▸ Exercise
Write out each line that follows exactly as it stands, without the pictures.

[Pointing dataset excerpts]
>> start

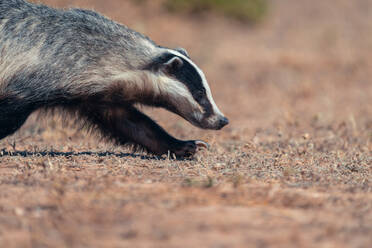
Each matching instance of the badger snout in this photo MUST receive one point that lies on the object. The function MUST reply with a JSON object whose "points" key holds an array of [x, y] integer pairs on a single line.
{"points": [[216, 122]]}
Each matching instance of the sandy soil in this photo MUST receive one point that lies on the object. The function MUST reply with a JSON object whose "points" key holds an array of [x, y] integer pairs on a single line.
{"points": [[293, 169]]}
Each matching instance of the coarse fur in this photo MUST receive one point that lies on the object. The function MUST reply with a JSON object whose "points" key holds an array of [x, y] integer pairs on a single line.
{"points": [[80, 61]]}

>> end

▸ Solution below
Each matching instance of the badger snout in this photo MUST receive one point that lies on the object. The function MUST reply with a JSON object whose "points" key holds an array of [x, y] integer pairs on a single line.
{"points": [[216, 122]]}
Each matching instance of the sandy soil in this photo MUST receive one point that lies on the object. The function MUST reply with a JSON object whose "points" key holds an array of [x, y] integer pairs on a single line.
{"points": [[293, 169]]}
Each matching instance of the coarse fur in this photo MUST receive one point that lies on the object. The function MUST reply with a JSON object whose "points" key holds an array of [x, y] integer pairs on a single line.
{"points": [[80, 61]]}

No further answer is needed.